**Your goal:**
Please filter the entries for the word "rough" and copy every line that has it.

Segmentation mask data
_ _ _

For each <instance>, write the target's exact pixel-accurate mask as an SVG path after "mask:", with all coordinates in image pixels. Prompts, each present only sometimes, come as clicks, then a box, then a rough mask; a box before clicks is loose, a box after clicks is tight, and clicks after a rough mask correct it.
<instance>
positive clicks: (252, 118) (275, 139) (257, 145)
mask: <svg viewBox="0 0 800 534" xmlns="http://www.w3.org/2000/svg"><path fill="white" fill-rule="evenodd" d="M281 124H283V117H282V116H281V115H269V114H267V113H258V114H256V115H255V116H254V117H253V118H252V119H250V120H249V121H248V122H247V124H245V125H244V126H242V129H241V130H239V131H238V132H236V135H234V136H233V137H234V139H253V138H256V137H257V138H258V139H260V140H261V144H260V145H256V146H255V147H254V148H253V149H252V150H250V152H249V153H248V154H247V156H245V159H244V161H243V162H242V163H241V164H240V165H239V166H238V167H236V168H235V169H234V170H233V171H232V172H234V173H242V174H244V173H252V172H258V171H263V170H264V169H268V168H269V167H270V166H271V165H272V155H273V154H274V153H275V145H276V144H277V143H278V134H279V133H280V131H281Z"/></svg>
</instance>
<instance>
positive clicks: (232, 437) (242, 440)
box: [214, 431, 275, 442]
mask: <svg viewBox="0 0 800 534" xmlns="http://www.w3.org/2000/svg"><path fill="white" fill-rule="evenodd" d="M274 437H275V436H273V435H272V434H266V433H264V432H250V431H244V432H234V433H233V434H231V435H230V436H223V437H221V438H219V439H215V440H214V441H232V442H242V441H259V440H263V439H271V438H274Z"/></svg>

_ _ _

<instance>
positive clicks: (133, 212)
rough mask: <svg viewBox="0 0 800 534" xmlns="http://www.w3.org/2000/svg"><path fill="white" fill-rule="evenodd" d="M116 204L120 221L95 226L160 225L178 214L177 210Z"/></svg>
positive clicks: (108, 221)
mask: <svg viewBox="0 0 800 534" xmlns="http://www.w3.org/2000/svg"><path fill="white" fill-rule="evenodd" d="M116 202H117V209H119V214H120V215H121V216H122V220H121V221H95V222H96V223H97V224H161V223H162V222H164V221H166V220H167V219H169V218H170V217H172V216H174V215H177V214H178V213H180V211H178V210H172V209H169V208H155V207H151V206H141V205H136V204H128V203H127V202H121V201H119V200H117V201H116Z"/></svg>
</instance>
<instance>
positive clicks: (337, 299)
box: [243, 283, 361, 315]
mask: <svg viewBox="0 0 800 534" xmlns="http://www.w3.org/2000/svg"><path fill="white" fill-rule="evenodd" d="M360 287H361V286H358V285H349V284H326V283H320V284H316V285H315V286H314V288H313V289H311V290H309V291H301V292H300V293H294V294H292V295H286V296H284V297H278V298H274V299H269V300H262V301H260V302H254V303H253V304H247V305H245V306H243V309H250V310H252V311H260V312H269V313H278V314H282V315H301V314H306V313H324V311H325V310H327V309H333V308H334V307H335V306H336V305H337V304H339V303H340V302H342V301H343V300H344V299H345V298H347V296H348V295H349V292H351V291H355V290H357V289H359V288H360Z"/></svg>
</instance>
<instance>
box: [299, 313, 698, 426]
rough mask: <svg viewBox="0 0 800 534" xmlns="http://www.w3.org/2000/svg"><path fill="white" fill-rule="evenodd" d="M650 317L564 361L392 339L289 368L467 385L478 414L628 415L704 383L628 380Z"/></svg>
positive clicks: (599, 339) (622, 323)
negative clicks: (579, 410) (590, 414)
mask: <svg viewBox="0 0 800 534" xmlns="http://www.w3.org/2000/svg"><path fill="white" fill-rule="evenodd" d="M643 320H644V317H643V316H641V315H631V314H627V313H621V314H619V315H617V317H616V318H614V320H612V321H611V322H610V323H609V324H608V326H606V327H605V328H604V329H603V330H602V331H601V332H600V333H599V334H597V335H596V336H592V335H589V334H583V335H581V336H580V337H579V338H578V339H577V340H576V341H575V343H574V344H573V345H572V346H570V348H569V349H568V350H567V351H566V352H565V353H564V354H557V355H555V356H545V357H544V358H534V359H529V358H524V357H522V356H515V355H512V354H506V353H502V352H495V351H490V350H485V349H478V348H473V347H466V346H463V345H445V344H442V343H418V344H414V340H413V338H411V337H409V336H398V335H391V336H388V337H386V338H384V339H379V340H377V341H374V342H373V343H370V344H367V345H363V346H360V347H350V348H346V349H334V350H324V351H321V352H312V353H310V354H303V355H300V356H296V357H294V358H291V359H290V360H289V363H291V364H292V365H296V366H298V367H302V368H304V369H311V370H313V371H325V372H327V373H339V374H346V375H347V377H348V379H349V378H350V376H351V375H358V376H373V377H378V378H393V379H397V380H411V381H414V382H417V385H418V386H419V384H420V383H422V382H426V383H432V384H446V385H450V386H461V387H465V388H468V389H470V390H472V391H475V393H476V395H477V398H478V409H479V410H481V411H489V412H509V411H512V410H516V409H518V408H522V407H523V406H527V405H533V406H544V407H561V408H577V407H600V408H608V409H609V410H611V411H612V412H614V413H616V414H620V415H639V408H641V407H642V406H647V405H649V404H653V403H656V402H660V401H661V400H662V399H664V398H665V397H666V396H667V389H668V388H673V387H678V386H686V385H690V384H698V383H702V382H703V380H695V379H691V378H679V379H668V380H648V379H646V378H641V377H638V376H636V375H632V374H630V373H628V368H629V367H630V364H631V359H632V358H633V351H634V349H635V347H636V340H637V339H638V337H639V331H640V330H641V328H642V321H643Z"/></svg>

_ _ _

**Problem solution:**
For each <instance>, write the target's exact pixel-accurate mask as an SVG path after "mask:", with all coordinates in image pixels. Prompts, each present only sometimes, come as clicks, then a box, then a rough mask; a box before clicks is loose, a box after clicks is tight, and clicks after a rough mask correct it.
rough mask: <svg viewBox="0 0 800 534" xmlns="http://www.w3.org/2000/svg"><path fill="white" fill-rule="evenodd" d="M116 204L120 221L95 226L160 225L178 214L177 210Z"/></svg>
rough mask: <svg viewBox="0 0 800 534" xmlns="http://www.w3.org/2000/svg"><path fill="white" fill-rule="evenodd" d="M650 317L564 361L392 339L289 368L467 385L478 414L628 415L704 383L628 380Z"/></svg>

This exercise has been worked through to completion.